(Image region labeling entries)
════════════════════

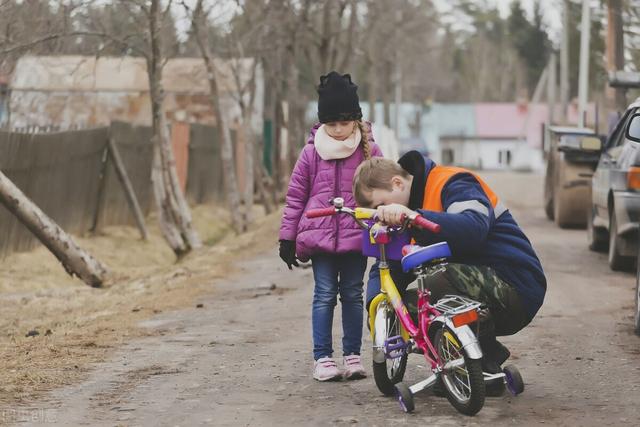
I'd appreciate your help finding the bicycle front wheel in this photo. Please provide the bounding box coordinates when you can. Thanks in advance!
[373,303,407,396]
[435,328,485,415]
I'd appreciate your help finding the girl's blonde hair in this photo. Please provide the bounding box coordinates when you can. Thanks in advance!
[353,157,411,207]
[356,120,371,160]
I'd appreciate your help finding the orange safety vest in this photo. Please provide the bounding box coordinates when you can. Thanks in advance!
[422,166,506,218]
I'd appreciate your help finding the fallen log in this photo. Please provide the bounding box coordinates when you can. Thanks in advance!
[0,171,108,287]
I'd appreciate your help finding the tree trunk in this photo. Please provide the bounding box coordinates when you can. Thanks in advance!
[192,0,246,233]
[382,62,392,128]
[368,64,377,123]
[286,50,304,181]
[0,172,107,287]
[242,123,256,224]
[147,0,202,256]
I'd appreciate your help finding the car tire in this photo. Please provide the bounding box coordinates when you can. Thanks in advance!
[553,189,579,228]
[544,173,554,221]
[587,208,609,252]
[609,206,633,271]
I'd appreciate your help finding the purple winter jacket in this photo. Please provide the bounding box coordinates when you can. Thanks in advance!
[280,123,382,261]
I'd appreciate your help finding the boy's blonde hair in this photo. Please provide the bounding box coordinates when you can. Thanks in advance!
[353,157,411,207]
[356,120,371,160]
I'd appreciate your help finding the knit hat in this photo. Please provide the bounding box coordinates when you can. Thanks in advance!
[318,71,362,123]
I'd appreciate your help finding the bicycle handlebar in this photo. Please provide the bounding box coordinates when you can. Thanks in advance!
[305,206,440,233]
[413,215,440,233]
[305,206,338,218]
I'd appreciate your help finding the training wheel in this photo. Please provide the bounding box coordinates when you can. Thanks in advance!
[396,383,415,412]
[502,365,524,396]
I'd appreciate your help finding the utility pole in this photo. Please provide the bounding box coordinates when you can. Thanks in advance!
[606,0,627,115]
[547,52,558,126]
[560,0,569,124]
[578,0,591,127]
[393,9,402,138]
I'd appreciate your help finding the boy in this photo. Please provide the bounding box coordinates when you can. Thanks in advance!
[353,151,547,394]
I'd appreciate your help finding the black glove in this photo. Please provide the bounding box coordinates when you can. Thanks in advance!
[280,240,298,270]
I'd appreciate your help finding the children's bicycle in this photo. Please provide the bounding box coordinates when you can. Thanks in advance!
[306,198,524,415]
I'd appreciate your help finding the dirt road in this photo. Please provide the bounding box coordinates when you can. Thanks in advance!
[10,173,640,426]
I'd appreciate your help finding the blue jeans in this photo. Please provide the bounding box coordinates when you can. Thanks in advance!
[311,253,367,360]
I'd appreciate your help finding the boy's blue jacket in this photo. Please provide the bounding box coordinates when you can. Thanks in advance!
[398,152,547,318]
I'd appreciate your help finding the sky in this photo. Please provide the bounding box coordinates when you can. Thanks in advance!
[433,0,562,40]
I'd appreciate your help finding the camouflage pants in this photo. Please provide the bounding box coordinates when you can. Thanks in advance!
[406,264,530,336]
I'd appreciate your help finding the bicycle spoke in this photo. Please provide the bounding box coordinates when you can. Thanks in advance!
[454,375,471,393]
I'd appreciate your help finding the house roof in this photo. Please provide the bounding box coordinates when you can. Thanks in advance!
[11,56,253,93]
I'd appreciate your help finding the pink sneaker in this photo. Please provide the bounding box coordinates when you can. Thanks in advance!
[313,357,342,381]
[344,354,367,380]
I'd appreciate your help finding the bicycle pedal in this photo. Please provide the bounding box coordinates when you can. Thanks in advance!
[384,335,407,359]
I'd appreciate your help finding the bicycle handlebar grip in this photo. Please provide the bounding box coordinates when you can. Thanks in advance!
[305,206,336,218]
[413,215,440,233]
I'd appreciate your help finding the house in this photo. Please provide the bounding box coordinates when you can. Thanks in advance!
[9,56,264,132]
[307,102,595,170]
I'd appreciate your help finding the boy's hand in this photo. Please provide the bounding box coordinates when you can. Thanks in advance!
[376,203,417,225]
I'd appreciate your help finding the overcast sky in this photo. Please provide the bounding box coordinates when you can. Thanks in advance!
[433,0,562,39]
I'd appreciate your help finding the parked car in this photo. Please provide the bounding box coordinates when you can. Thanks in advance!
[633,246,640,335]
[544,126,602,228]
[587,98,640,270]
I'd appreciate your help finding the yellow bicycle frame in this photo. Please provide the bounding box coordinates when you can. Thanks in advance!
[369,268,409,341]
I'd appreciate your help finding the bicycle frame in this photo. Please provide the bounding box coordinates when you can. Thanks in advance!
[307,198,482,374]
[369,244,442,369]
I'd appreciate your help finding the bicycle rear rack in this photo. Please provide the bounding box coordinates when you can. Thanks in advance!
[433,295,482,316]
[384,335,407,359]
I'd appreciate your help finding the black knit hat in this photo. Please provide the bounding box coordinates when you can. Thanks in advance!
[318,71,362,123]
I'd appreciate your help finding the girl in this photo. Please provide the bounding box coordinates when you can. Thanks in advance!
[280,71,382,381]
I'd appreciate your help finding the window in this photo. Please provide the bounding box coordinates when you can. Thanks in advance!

════════════════════

▶ _Exercise_
Please copy out the material above with every "coordinates" changed to "pixel coordinates" and nothing else altered. Leave the pictures out.

▶ _Result of the task_
I'd appreciate your help finding the bicycle front wheel in this photo. Please provide the bounding box pixel coordinates when you can. Thanks in advance!
[373,303,407,396]
[435,328,485,415]
I'd appreciate your help finding the girl's blonde hair in this photo. Please provide the bounding box pixel coordinates when you can. Thanks in advance!
[353,157,411,207]
[356,120,371,160]
I'd appreciate your help finding the orange safety vest in this photo. Please provide the bounding box pixel coordinates when you can. Thanks in advance!
[422,166,506,218]
I'd appreciate your help finding the fallen log in this photo. Please provide the bounding box pixel coordinates when you can. Thanks in advance!
[0,171,108,287]
I'd appreciate your help finding the tree trunk in this photo. Please provide the bounding box pixel coordinates when you can. Thanks in advance!
[192,0,246,233]
[382,62,392,128]
[368,64,377,123]
[286,50,304,181]
[0,172,107,287]
[242,123,256,224]
[147,0,202,256]
I'd appreciate your help finding the car tire in this photo. Please provide the bounding box pixel coordinates when you can. Thanks in advance!
[553,189,579,228]
[544,173,554,221]
[587,208,609,252]
[609,206,633,271]
I'd appreciate your help finding the purple winter jacket in this photo. Please provide the bounding box pixel coordinates when you can. Thanks in advance!
[280,123,382,261]
I'd appreciate your help finding the boy's blonde hair in this photo. Please provide the bounding box pixel coordinates when you can. Thanks in advance!
[353,157,411,207]
[356,120,371,160]
I'd appreciate your help finding the knit hat in this photo. Please provide the bounding box pixel coordinates when you can. Thanks in advance!
[318,71,362,123]
I'd appreciate your help finding the bicycle handlebar in this photo. Please provide the bounding box pixel coordinates when you can. Thanks in advance!
[305,206,440,233]
[413,215,440,233]
[305,206,338,218]
I'd appreciate your help finding the training wheel in this photo. Please provide the bounding box pixel coordinates when you can. Thanks in advance!
[396,383,415,412]
[502,365,524,396]
I'd appreciate your help finding the utility pole in this photo. Please provide the bounding box pixel coordinates when you can. Thanks in advance!
[606,0,627,115]
[547,52,558,126]
[560,0,569,124]
[578,0,591,127]
[393,9,402,138]
I'd appreciate your help finding the boy in this photo. Please provide the bounding box pixel coordinates when you can. Thanks in advance!
[353,151,547,394]
I'd appreciate your help finding the black glove in this photo. Please provide the bounding box pixel coordinates when you can. Thanks in advance!
[280,240,298,270]
I'd appreciate your help finding the children's bicycle in this photo. Please provide the bounding box pixel coordinates when you can. Thanks in advance!
[306,198,524,415]
I'd appreciate your help finding the dirt road in this photo. Please provide the bounding box pixel coordinates when you can. Thanks in advance!
[10,173,640,426]
I'd appreciate your help finding the blue jeans in this photo. Please provide the bounding box pixel coordinates when you can. Thanks in advance!
[311,253,367,360]
I'd appreciate your help finding the boy's blue jacket in this photo. Please provide the bounding box pixel coordinates when you can. Thanks in advance!
[398,152,547,318]
I'd appreciate your help finding the sky in this photo. Please provide the bounding box pixel coordinates when you can. Thanks in advance!
[433,0,562,40]
I'd appreciate your help finding the camouflage pants in this photo. Please provide the bounding box pixel coordinates when you can. Thanks in advance!
[406,264,530,336]
I'd appreciate your help finding the bicycle spoke in this photo. Please provide the bounding box pixel coordinates when you can. Thanks in advance!
[454,375,471,393]
I'd appreciate your help finding the house roof in this photo. Please provide the bounding box pixel coordinates when you can. Thanks in advance!
[11,56,253,93]
I'd appreciate your help finding the pink sneaker in this photo. Please provide the bounding box pixel coordinates when you can. Thanks in advance!
[313,357,342,381]
[344,354,367,380]
I'd appreciate your help finding the bicycle pedal in this photo. Please provide the bounding box pixel coordinates when you can. Thanks in advance!
[384,335,407,359]
I'd appreciate your help finding the bicycle handlebar grip in this photo. Please provide the bounding box pixel coordinates when you can. Thanks in advance!
[305,206,336,218]
[413,215,440,233]
I'd appreciate your help finding the house in this photo. Please provide the bounding box pixel coordinates when you can. Thanks in advance!
[9,56,264,132]
[307,102,595,170]
I'd appreciate your help finding the boy's hand in this photo. Please provide the bounding box pixel coordinates when you can. Thanks in advance!
[376,203,417,225]
I'd appreciate your help finding the overcast sky in this photo. Please provide the bounding box pixel coordinates when you can. Thanks in advance!
[433,0,562,39]
I'd appreciate your help finding the parked car in this photo. Please provide the bounding box pixel coordinates when you can. Thanks in advance!
[633,246,640,335]
[544,126,602,228]
[587,98,640,270]
I'd appreciate your help finding the yellow bicycle frame in this photo. Please provide the bounding box pixel coordinates when you can. Thanks in advance!
[369,268,409,341]
I'd appreciate your help finding the bicycle frame in this photo. Please provide the bounding box pixel coordinates when you can. Thanks in advance!
[307,198,482,374]
[369,244,442,369]
I'd appreciate your help finding the bicycle rear rack in this photo. Please provide the bounding box pixel coordinates when you can. Thanks in advance!
[433,295,482,316]
[384,335,407,359]
I'd appreciate your help finding the black knit hat in this photo. Please provide the bounding box pixel coordinates when you can. Thanks in advance!
[318,71,362,123]
I'd appreciate your help finding the girl in this photo. Please provide the bounding box pixel coordinates when you can. Thanks in advance!
[280,71,382,381]
I'd appreciate your help finding the window in this photo. Please provide the bounding box pixel coordinates when you can. Thanks in advance!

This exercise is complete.